[start of SUPPLIED RECORDS]
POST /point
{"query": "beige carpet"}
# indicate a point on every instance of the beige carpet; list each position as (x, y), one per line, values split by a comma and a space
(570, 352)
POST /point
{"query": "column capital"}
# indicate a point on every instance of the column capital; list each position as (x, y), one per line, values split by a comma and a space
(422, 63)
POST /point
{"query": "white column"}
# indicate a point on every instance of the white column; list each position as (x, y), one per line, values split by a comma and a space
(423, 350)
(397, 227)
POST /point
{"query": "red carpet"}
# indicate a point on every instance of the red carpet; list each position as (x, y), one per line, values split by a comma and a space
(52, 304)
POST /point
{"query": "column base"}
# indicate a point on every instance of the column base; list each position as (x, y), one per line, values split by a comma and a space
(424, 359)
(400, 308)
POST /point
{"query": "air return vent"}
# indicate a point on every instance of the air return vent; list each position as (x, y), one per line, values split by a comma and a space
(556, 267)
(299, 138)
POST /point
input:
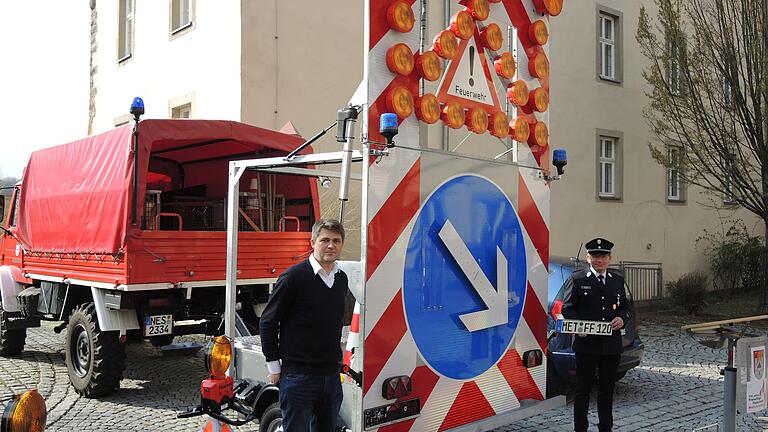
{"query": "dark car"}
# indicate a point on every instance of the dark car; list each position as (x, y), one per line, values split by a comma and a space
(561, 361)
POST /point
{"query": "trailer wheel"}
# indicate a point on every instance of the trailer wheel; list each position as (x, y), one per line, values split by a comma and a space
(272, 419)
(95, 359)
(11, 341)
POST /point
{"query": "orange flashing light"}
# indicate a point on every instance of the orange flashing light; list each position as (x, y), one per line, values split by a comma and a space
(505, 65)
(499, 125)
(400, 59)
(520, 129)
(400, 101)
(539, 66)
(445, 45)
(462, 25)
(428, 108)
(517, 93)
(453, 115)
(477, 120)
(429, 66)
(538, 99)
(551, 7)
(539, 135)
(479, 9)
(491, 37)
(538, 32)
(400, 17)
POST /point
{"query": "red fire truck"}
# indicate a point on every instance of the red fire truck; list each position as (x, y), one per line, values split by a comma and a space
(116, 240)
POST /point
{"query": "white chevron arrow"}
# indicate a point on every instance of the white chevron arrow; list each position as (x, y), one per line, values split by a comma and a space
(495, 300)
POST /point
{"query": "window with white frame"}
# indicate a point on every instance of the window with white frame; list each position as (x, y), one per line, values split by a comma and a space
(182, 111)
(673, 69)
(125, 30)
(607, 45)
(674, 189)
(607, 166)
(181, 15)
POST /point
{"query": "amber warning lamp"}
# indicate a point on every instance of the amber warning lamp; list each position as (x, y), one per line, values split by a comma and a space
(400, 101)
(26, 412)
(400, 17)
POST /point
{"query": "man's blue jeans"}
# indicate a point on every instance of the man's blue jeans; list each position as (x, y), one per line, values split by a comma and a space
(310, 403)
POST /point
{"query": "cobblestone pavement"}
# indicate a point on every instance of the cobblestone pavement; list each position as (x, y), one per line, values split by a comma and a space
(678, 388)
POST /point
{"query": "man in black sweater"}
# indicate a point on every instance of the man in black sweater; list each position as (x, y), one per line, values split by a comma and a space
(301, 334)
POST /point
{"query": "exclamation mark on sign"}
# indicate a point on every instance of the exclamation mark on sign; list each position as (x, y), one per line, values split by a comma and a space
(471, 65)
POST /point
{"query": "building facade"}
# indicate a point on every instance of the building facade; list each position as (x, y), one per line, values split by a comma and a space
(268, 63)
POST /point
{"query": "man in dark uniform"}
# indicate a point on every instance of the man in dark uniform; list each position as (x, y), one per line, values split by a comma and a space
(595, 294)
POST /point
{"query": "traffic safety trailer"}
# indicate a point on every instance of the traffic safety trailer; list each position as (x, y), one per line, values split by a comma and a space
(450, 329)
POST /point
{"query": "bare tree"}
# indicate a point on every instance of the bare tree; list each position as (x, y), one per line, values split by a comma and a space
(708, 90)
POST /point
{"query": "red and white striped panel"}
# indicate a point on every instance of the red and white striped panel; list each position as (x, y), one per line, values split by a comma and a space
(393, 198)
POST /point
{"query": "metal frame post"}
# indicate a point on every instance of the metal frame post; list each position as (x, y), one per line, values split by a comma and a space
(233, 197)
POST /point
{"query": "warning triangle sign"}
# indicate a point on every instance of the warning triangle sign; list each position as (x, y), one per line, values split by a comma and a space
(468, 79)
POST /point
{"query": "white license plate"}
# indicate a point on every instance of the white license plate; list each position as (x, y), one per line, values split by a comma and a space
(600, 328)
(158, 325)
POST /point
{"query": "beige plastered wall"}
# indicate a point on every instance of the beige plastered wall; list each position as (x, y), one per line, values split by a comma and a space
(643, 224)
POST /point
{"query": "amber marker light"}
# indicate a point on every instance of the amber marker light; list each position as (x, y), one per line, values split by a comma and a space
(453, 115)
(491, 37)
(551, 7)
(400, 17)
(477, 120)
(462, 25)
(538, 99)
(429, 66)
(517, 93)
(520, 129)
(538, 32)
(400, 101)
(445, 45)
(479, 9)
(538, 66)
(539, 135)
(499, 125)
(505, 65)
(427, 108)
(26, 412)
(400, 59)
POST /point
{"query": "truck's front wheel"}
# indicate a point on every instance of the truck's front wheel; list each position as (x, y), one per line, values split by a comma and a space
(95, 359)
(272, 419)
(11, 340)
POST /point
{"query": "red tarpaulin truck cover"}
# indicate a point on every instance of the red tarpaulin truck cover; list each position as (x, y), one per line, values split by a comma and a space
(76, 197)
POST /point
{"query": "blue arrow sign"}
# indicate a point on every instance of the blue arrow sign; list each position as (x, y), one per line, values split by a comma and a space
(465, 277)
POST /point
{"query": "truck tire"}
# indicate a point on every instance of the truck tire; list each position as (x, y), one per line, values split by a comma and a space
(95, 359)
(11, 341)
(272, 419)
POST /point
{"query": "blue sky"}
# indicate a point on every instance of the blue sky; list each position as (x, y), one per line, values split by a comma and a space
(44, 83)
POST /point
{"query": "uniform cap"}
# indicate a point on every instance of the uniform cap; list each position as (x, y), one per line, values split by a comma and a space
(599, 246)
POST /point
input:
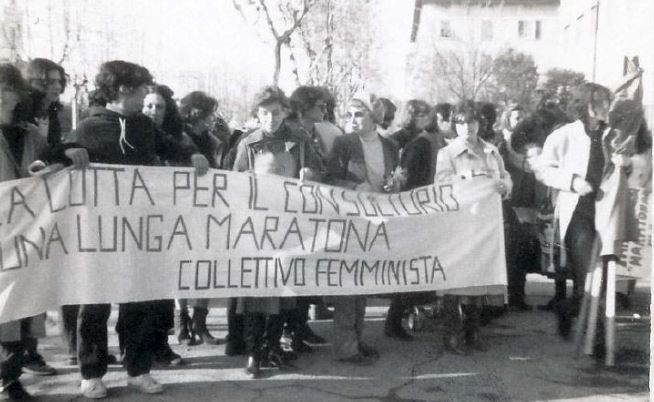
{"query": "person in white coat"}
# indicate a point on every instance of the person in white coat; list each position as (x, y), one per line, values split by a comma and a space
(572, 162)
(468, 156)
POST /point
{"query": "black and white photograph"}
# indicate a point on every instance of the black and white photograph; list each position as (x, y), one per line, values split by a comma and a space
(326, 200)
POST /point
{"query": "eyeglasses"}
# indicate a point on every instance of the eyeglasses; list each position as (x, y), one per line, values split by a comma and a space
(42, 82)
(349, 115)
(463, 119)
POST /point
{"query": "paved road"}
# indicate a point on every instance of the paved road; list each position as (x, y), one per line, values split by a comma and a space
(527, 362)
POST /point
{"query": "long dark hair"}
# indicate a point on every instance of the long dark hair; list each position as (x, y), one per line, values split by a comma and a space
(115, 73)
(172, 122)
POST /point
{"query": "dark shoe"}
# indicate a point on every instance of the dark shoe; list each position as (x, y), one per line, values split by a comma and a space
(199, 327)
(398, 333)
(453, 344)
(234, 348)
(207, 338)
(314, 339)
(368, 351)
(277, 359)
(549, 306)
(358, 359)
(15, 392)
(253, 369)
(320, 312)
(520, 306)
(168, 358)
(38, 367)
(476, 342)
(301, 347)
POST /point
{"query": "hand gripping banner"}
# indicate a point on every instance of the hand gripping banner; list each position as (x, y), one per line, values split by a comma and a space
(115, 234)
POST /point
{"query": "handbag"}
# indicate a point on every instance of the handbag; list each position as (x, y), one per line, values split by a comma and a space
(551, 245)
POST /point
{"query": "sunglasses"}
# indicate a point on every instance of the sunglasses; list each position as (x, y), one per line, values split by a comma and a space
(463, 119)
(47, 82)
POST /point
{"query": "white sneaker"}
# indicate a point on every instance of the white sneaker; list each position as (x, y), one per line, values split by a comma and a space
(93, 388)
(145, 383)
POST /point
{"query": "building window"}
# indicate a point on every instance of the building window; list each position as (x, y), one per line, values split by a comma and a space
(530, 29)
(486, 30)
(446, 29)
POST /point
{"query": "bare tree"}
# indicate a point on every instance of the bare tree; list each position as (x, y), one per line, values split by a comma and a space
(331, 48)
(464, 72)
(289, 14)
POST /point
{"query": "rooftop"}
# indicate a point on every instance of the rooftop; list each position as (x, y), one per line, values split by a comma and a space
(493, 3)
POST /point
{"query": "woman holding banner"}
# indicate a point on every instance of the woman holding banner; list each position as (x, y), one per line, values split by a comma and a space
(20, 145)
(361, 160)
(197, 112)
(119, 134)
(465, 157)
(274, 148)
[end of SUPPLIED RECORDS]
[start of SUPPLIED RECORDS]
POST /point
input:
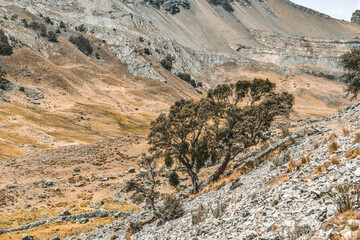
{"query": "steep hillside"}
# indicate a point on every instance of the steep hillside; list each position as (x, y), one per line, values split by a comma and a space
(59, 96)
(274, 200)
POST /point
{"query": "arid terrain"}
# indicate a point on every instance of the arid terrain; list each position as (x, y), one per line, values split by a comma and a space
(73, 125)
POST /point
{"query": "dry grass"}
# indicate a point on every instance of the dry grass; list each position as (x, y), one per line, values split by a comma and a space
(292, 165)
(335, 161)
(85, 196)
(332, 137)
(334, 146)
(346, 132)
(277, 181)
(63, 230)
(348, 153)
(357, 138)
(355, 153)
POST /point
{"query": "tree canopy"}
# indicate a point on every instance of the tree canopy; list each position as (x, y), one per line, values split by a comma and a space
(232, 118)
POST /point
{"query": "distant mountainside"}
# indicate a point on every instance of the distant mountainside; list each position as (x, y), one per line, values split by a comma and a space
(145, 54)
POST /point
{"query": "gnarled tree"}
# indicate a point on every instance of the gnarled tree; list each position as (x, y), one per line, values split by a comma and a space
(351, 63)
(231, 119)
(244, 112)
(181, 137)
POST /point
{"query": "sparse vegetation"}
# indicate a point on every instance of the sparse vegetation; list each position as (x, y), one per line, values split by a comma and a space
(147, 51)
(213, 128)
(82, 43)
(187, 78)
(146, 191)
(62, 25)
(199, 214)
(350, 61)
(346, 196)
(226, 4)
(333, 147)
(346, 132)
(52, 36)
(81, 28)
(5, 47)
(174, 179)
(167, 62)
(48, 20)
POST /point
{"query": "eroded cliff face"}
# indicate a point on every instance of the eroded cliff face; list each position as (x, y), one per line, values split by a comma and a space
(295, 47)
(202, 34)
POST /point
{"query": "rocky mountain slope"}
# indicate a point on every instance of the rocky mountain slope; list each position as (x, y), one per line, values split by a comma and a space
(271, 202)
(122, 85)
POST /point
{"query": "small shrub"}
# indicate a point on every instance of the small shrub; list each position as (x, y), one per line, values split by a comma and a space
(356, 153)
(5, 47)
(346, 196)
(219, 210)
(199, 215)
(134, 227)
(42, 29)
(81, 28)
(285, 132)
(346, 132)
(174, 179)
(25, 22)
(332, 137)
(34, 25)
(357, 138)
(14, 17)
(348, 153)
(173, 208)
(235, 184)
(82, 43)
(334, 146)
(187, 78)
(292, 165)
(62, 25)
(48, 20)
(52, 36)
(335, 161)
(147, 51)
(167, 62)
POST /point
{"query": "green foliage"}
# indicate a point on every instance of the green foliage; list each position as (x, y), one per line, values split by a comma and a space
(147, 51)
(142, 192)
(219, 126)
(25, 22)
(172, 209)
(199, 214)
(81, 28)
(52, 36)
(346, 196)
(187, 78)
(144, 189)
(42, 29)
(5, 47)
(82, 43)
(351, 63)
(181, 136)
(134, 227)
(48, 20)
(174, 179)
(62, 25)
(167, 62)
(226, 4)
[end of SUPPLIED RECORDS]
SET TASK
Find every line in the data above that contains the word "safety", and copy each of those lines.

CORRECT RESULT
{"query": "traffic safety trailer"}
# indicate a point on every instance of the traffic safety trailer; list each position as (x, y), one per line, values split by a comma and a space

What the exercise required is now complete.